• _Problem description_: Please carry the report on the Sotheby's Snow Crash auction forward, continuing from its last sentence.

• _Exercise text_:
===

The original manuscript of Neil Stephenson’s Snow Crash — the book which coined the term “Metaverse,” — will be auctioned by Sotheby’s, according to a page on Sotheby’s official website. The auction is part of a Feb. 23 series called “Infocalypse” that includes six physical and six digital items related to the famous book.
The original manuscript is in Lot 2 of the series. It is “wrapped in original Xerox 4200 Paper,” secured with masking tape and contains “corrections and notations throughout in Neal Stephenson’s hand in blue ink.” It also has the title of the book written on the spine with a sharpie by the author.
A “revised typesetting manuscript” is also up for auction in Lot 4. This is a later version filled with additional handwritten notations and revisions by the author.
Attention Snow Crash readers and fans!
Infocalypse, an open edition collection of digital art created to mark the 30th anniversary of @nealstephenson‘s novel Snow Crash, which coined the term “Metaverse”, will open 27 February.

===

• _Data extract_:
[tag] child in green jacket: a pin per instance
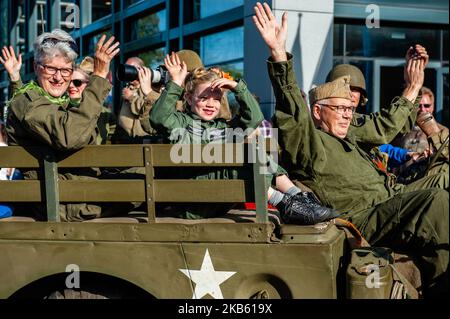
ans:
(200, 124)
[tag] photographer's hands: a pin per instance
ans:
(145, 79)
(176, 68)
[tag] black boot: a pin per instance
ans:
(303, 209)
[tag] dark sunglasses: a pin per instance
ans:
(78, 83)
(53, 41)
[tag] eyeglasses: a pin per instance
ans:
(52, 70)
(340, 109)
(78, 82)
(53, 41)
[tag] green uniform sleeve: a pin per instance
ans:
(163, 115)
(382, 127)
(65, 128)
(250, 115)
(15, 85)
(300, 141)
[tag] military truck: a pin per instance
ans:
(244, 254)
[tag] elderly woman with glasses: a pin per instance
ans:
(40, 112)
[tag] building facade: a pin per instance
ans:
(373, 35)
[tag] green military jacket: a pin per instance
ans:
(188, 128)
(339, 171)
(382, 127)
(34, 120)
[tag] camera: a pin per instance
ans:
(129, 73)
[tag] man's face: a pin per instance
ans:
(54, 75)
(77, 85)
(334, 115)
(426, 104)
(356, 96)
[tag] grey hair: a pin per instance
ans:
(62, 46)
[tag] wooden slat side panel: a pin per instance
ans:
(230, 155)
(102, 191)
(105, 156)
(17, 156)
(20, 191)
(203, 191)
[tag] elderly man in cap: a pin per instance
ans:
(324, 155)
(138, 99)
(420, 133)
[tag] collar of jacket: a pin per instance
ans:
(61, 101)
(198, 118)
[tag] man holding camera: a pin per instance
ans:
(137, 98)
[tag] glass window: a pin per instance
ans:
(211, 7)
(40, 10)
(100, 9)
(389, 41)
(445, 102)
(153, 58)
(148, 25)
(445, 45)
(70, 16)
(222, 47)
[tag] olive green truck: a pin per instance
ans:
(244, 254)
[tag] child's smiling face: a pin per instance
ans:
(205, 102)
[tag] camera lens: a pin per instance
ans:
(126, 73)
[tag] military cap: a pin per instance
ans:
(339, 88)
(87, 65)
(357, 79)
(191, 59)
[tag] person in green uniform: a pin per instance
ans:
(40, 113)
(203, 91)
(80, 79)
(435, 141)
(319, 149)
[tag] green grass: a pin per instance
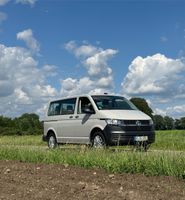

===

• _Response box_:
— Sotheby’s Metaverse (@Sothebysverse) February 23, 2023
Other physical objects being auctioned as part of the series include the original painting used as cover art for the 1993 mass market paperback edition of the book, a leather jacket that was to be used in a video promotion for the graphic novel, slides used for the graphic novel concept, and a real sword inspired by the one the book’s protagonist wielded.
In addition to these physical items, the series will also contain digital art NFTs inspired by the graphic novel concept that preceded Snow Crash.
Published in 1992, Snow Crash was set in a dystopia where most human beings live in small storage facilities, according to the publisher’s description. It followed the exploits of protagonist Hiro, a pizza delivery man who has to fight off bandits to deliver his pizzas. Hiro spends all of his spare time in a virtual world called “The Metaverse,” where citizens go to escape the misery of everyday life. But a computer virus was causing residents of the Metaverse to become “nothing more than a jittering cloud of bad digital karma.” The plot of the novel revolved around Hiro’s attempts to figure out how to stop the virus.
The book sold over 125,000 copies, according to the Washington Post. Since the book’s release, virtual reality enthusiasts have increasingly used Stephenson’s “Metaverse” term to describe the emerging virtual world being created by VR technology, and in recent years, it has become a frequently searched buzzword.